**Aim of the exercise**:
An exact reproduction of the records is required. Images must be left out.

**Extracted material**:
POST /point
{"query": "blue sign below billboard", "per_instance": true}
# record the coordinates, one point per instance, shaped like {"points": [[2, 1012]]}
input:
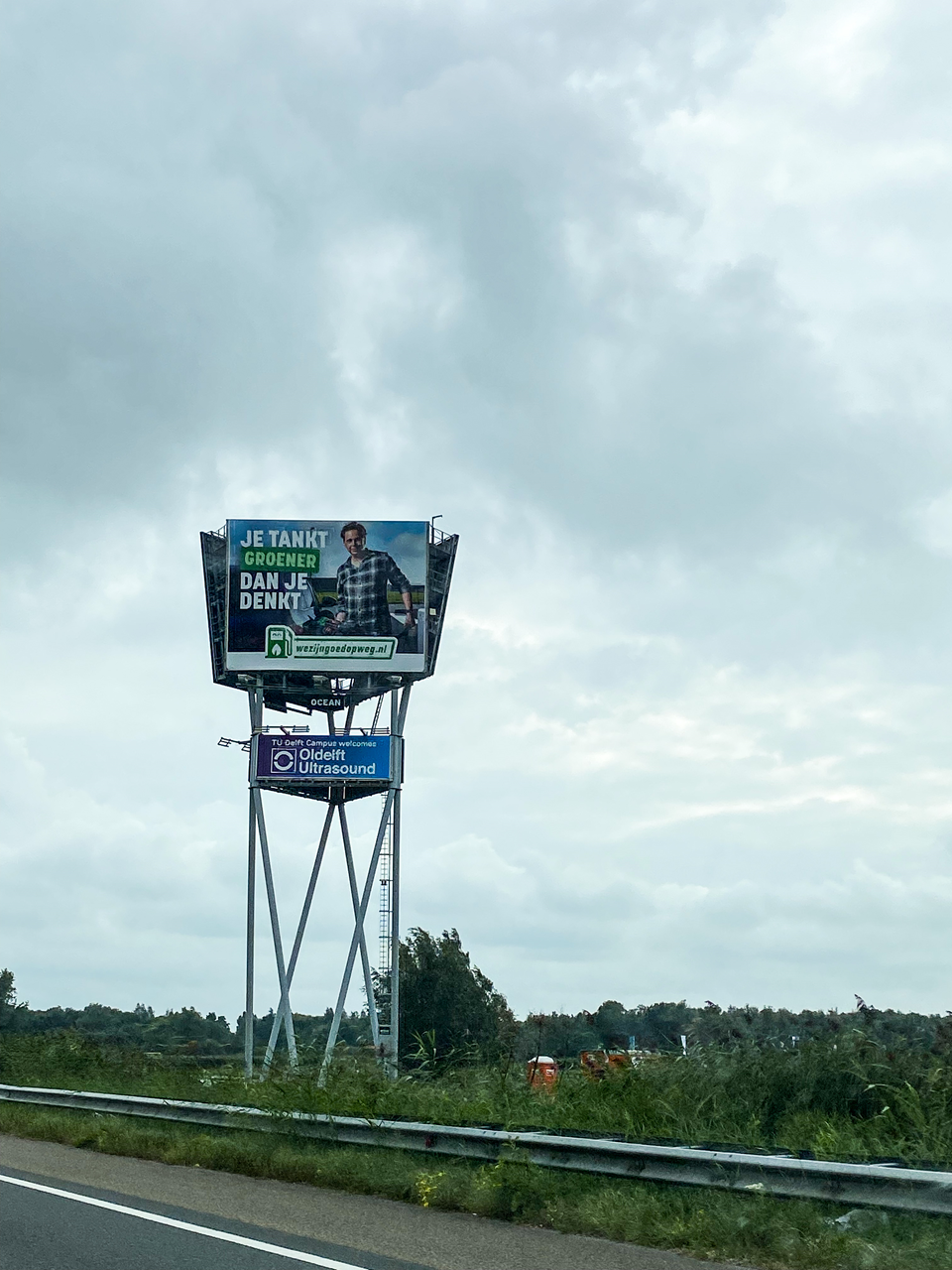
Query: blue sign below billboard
{"points": [[324, 760]]}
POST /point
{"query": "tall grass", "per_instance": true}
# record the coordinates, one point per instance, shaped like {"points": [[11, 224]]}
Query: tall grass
{"points": [[849, 1098]]}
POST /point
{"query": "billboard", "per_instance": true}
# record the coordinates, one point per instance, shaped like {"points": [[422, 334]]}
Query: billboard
{"points": [[331, 597], [322, 758]]}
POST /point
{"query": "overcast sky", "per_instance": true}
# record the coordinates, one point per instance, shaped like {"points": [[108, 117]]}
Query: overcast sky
{"points": [[652, 304]]}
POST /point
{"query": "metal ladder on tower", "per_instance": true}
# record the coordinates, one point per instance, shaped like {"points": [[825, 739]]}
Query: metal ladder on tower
{"points": [[385, 934]]}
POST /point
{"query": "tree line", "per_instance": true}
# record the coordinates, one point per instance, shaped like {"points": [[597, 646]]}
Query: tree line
{"points": [[452, 1014]]}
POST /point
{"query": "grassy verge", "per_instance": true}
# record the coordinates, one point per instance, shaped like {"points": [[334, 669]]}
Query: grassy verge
{"points": [[761, 1230], [849, 1100]]}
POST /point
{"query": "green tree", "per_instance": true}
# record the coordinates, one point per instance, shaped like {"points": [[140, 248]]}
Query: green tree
{"points": [[10, 1010], [448, 1008]]}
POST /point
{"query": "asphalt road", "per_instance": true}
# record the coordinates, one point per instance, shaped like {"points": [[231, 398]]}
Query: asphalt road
{"points": [[67, 1209]]}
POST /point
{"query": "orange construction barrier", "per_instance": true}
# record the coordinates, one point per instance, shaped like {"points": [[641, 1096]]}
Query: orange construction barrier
{"points": [[542, 1072]]}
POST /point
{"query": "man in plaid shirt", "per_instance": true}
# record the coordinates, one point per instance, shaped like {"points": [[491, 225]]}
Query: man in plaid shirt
{"points": [[363, 581]]}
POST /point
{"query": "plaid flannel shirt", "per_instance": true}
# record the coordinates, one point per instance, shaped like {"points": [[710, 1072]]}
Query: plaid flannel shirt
{"points": [[362, 593]]}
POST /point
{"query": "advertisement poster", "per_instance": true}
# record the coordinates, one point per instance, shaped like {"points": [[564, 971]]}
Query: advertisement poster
{"points": [[331, 597], [322, 758]]}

**Task answer**:
POST /point
{"query": "blue sign below billboard", "per_instance": true}
# record the coordinates, one point per instance, shaped like {"points": [[2, 1012]]}
input:
Query: blue sign below billboard
{"points": [[324, 760]]}
POST /point
{"query": "tall grass", "per_instance": true}
# record the coordinates, one point per instance, shaped like {"points": [[11, 224]]}
Query: tall grass
{"points": [[849, 1098]]}
POST /point
{"query": "billboard", "per_instance": true}
# record the coordinates, one point per instance, shaped like {"points": [[422, 334]]}
Query: billboard
{"points": [[331, 597], [322, 758]]}
POST /point
{"query": "overcast sky", "per_instance": true}
# record the coordinates, one point per instance, shaped like {"points": [[108, 117]]}
Query: overcast sky
{"points": [[652, 304]]}
POST /point
{"query": "metal ladder on tower", "per_instance": true}
# record the coordinates, one point per instance, shaped like {"points": [[825, 739]]}
Query: metal ladder on tower
{"points": [[385, 934]]}
POST /point
{"query": "tree line", "per_instance": true}
# record the coordinates, one point per instance, shaped like {"points": [[597, 646]]}
Query: tree line
{"points": [[452, 1014]]}
POST /point
{"query": "grassy verge", "per_instance": true}
# record the coordinates, one point per instance, shaped like {"points": [[334, 669]]}
Query: grassy verge
{"points": [[761, 1230], [849, 1100]]}
POST /point
{"query": "green tree", "per_instance": true}
# record the coordinates, one point per instance, shaped like {"points": [[140, 248]]}
Query: green tree
{"points": [[10, 1010], [448, 1008]]}
POST /point
{"query": "asphalt road", "per_instance": true}
# record the coordinates, one point per instance, shaped like {"points": [[231, 398]]}
Query: asphalt road
{"points": [[67, 1209]]}
POST /point
{"query": "orange construction barrier", "per_instance": true}
# record the coordinates, one point per instance, shaped like {"points": [[641, 1096]]}
Query: orange construction barrier
{"points": [[542, 1072]]}
POST /point
{"query": "man in plaid shirt", "per_instance": true}
# record the coordinates, one point per instance, shaped like {"points": [[491, 225]]}
Query: man in plaid shirt
{"points": [[363, 581]]}
POST /point
{"query": "plaid flannel shirt", "per_instance": true}
# record the coordinates, one point per instance, shaped like {"points": [[710, 1072]]}
Query: plaid flannel shirt
{"points": [[362, 593]]}
POST /point
{"query": "advertisement poster", "per_instance": true}
# record the coordinates, one point per instance, shaped like {"points": [[564, 971]]}
Query: advertisement poster
{"points": [[331, 597], [322, 758]]}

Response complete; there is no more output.